WHAT IS REQUIRED
Please repeat every record below exactly as written, but leave out the pictures.

▼

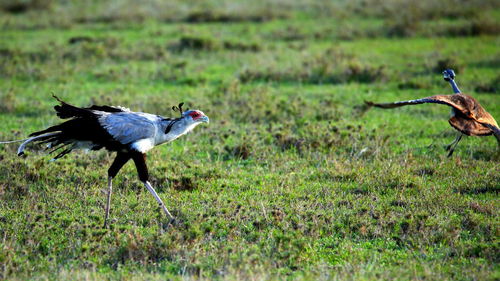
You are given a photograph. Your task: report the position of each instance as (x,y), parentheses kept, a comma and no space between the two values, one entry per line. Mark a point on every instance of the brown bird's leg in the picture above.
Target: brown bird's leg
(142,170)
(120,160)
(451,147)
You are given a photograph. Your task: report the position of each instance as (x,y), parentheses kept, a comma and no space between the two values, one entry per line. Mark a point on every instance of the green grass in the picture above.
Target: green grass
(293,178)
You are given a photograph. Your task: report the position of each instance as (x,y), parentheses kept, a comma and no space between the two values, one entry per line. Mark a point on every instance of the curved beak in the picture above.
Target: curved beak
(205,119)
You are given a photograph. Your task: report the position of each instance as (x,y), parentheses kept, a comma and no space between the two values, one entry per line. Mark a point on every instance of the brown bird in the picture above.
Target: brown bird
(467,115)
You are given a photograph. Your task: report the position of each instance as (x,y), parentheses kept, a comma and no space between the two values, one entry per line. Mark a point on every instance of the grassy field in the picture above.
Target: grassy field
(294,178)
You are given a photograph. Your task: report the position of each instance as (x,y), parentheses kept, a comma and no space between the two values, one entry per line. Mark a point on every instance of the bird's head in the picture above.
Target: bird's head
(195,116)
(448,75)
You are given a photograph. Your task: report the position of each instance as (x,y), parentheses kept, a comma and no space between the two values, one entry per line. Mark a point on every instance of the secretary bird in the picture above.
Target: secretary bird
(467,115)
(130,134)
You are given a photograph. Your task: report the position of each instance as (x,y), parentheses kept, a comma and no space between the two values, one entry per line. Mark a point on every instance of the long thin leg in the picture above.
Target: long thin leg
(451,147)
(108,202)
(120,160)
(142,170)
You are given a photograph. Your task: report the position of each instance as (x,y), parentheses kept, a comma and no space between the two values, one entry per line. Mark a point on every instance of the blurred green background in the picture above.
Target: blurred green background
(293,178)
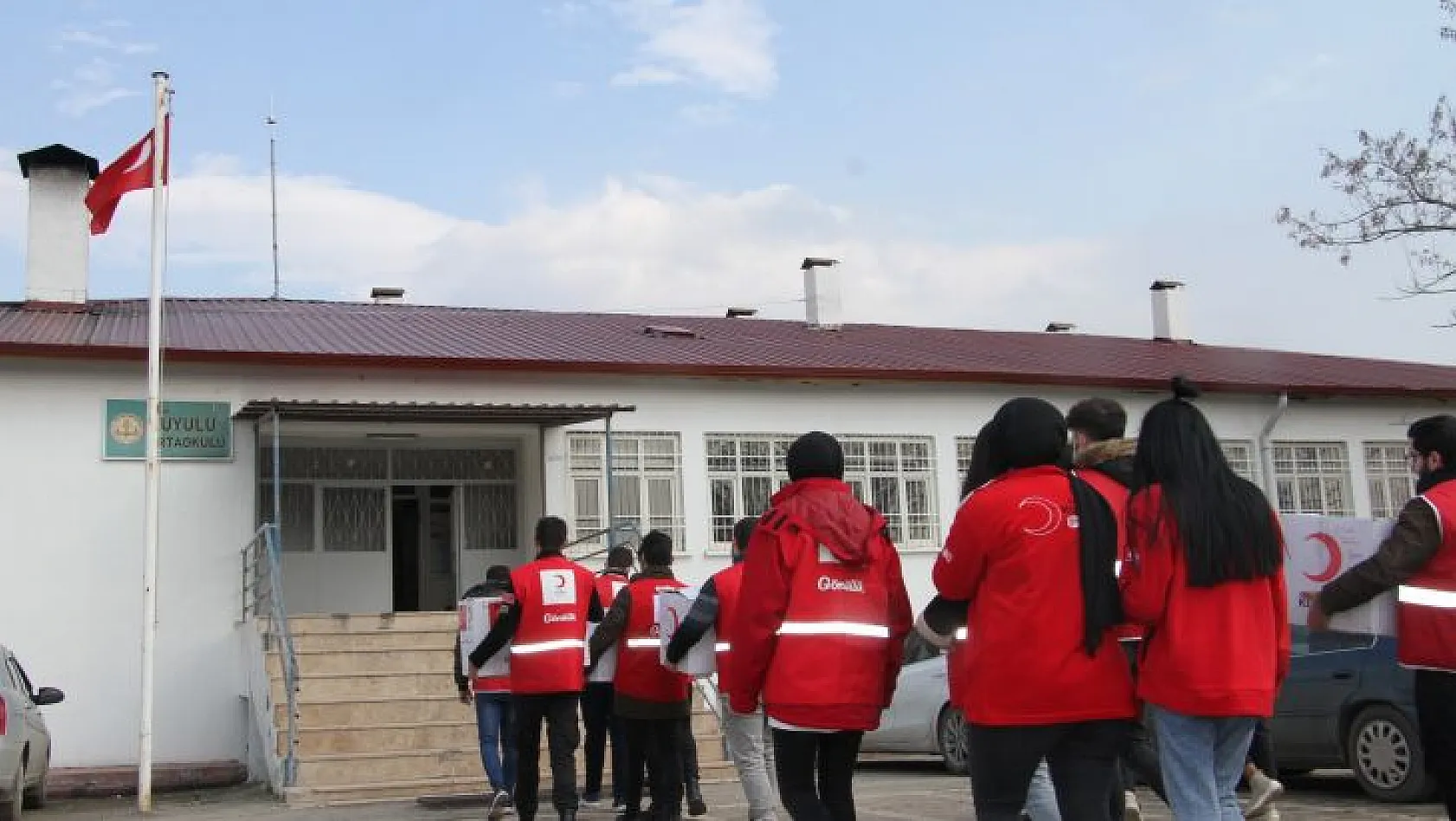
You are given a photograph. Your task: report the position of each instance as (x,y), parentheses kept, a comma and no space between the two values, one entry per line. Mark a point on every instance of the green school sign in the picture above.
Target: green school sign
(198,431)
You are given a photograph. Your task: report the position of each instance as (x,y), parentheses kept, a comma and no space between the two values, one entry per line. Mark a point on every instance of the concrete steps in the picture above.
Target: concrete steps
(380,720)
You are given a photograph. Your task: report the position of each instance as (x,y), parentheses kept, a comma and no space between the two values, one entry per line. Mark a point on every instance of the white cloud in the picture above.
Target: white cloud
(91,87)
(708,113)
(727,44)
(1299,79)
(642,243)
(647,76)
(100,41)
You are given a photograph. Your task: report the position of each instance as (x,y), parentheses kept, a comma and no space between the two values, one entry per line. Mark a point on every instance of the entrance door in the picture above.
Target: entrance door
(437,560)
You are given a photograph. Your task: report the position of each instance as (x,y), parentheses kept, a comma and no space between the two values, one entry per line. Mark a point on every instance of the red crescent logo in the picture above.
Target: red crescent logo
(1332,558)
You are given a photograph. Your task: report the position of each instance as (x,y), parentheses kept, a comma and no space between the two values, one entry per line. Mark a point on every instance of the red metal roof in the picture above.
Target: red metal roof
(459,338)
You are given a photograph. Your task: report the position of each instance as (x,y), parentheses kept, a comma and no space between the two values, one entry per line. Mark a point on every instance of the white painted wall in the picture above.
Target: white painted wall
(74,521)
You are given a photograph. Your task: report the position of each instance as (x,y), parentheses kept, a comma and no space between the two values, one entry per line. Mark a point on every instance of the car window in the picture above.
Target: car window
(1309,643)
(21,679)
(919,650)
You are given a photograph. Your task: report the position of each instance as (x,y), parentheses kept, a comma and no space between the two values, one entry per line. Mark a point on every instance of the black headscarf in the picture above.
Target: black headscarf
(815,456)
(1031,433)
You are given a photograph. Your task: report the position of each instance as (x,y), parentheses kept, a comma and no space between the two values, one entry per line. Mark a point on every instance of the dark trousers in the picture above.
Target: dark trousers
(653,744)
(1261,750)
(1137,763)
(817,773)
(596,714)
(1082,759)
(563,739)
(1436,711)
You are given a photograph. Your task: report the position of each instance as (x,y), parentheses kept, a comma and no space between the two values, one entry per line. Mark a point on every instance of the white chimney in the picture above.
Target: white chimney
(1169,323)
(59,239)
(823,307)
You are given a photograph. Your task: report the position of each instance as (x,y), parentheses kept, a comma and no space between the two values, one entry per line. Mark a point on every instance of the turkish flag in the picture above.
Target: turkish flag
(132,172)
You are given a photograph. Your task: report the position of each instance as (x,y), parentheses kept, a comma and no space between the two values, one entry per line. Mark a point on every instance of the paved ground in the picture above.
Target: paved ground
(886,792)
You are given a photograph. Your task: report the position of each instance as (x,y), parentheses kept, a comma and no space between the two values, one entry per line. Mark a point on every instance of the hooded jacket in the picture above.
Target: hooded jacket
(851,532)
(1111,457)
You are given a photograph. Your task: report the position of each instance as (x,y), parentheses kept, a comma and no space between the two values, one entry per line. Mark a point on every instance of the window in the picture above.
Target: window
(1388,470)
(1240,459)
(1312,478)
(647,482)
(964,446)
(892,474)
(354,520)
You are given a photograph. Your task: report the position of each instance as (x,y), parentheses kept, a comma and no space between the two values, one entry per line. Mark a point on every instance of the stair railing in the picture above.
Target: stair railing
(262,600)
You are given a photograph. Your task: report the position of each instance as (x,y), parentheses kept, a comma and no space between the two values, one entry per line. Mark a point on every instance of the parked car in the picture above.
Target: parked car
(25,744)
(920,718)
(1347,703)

▲

ANSWER SPACE
You are given a photograph. Your task: report the position of each instance as (x,y), parentheses kept, a comma and no space between the two values, one entry per line. Mark a point on every instance of the brown bird's leg in the picture above.
Target: brown bird's leg
(142,170)
(120,160)
(451,147)
You are given a photograph. Your task: report the position of each instance as (x,y), parentheses kept, a comma and no space between the two values, one entry per line. Mark a point on every instance of the green grass in the picture above.
Target: green grass
(293,178)
You are given a photograph. Your task: report the position of each instance as (x,y), parentheses kept, a comma and no space between the two values, one entry per line. Mark a point on every instance of the curved beak in the picture above.
Target: curved beak
(205,119)
You are given a photograph. Your task: report the position of each instance as (x,y), parentheses kept, a comma and no space between the two values, one entry per line. Mark a point on every instance of the brown bird in the picture above.
Target: brown bird
(467,115)
You are given a photograph. Your task: report the position of each instance as (x,y), parentheses kept, a comma and no space between the two values, one entry per line. Mark a point on every instance of the grassy field in the picture above.
Target: grassy field
(294,178)
You are given a photograph. Your task: report the position of each instance as (x,y), parentheses kept, a comma and no space between the two values, one entry per line. Mark a point on every instance of the bird's head in the picture above.
Target: bird's head
(195,116)
(448,75)
You are given a photograph. Your task: report the position of each instance as (x,y), parentheses kept, a comma and no space between the two values, one entry per line. Mark a point on every instance of the secretary bird in the picture above.
Target: secretary bird
(467,115)
(130,134)
You are given a photograph. Your task: report the position of each instance as (x,y), parentheses kept, a comma and no space between the two values, one entry per line. Mark a point on every instance of the long thin leg in the picture above.
Target: long thin leg
(451,147)
(108,202)
(120,160)
(142,170)
You are given a photograph. Your task: report the position of each instance as (x,y), parentheses kept, a comma and no space between the two values, one entry per line. Mark a point on every instance of the blurred green background in the picture above.
Target: blurred green background
(293,178)
You are given a photograph. Your task: report the position of each instance as (x,y), parentheses kept, a comma and no space between the two values, one entry per line. Mark a point on every instance of the green school sign in the picture above.
Target: green school sign
(198,431)
You are given a photograph. Your task: report the position of each instance as (x,y), parentheses kept, a comma and no space between the two values, one entry per line. Mark a point on every instance of the concrete steps in the picture above.
Target: concrete steps
(380,720)
You are given a photograph. Your task: report the position of each instance as (x,y), parentheses kept, a comma and no space between the two values, one entry per line. Mark a point on every instance of the white cloud in the picture above.
Target: white cloud
(91,87)
(708,113)
(727,44)
(1299,79)
(642,243)
(647,76)
(100,41)
You are given a photograph. Your task: report the position of each instance as (x,y), parentheses kept, a comma and no space between the two values, one entry per line. Mark a point on every instance of the entrance door in the picture above.
Target: entrance door
(437,560)
You are given a photograph. Your task: report the position of each instance as (x,y), parentheses kept, a comma and no space between the two values, one entry per line. Mark a point on every instance of the red crescent logo in the picture above.
Target: red crescent logo
(1332,558)
You are given a photograph. Your task: report the position of each instance as (x,y), parentheses kept, a comma and no space between the two values, one entry per line. Mark a point on every instance of the red metal roof in the picture above.
Target: red metal roof
(459,338)
You are given a photograph. Your task: report the position of each instance as (x,y), parentheses kept, a comma and no space between the two values, one entry per line. Mark a point on every instance of the white painted wall in the picture above.
Target: white painted wall
(74,521)
You are given a photograph. Your task: report the position of each instance as (x,y), parentheses kept, a comma and no space between the two values, one entry per line. Mark a point on every instance of the car window in the picture above.
Target: car window
(1309,643)
(21,679)
(919,650)
You are given a photograph. Your task: report the position of each instance as (x,y), parentheses kept, a comma and no space between the two values, one entry per line. Mark a point on every instance of the black headscarf in the picture above.
Target: black headscarf
(815,456)
(1031,433)
You are given a photograph. Your task: report the position of each instance as (x,y), parentheses kept, a comma and no space between the two values, one entry per line. Mark a point on every instance of the dark trousers in the picture above.
Target: dark trousers
(653,744)
(1261,750)
(1137,763)
(817,773)
(596,714)
(1082,759)
(563,739)
(1436,711)
You are given a photograph. Your task: report the position of each instance as (x,y), parentheses kept, a comma and no space between the two values, one entry per line. Mark a point on every instance of the white chimney in the picture above.
Target: white chimney
(1169,323)
(59,239)
(823,307)
You are given a photograph. Your task: report the position of each instance as (x,y), parentheses kept, a comma and no space between the two values, one entry per line. Mark a point on every instance of the turkish flag in the picture above.
Target: turkish flag
(132,172)
You are given a photograph. Your task: report the position of each instance as (x,y), parentheses kept, a comma and no space between the two values, one entry per line. Mark a point on every instance of the paved ground in the picture above.
Target: paved ground
(886,792)
You are given a photograph. Your task: report the position of each instance as (x,y), parentheses kept, a comma and no space between the two values, one entry per line. Mark a point on every instance of the hooded jacket in the picture above.
Target: hooded jacket
(851,532)
(1111,457)
You are given a photograph. Your task: report the position of each instance as (x,y), parentheses kept, a comma and no space between the two values, one entry per line. Mark a point on every instance of the window in the picture above.
Target: window
(1388,470)
(1240,459)
(1312,478)
(647,482)
(964,446)
(892,474)
(354,520)
You are given a photograph. Your task: report the position of each instance as (x,y), parentheses kept, a comma and no space between the two values, one entry per line. Mark a point on every instance of the stair railing in the picture above.
Target: stair railing
(262,600)
You are given a photograph. Your task: report the position of each instance as (x,y), parentheses kept, a comma and no space between the two values, one entry per line. Mark a point on every instance of the parked car in the picture above.
Target: parked car
(25,744)
(920,718)
(1347,703)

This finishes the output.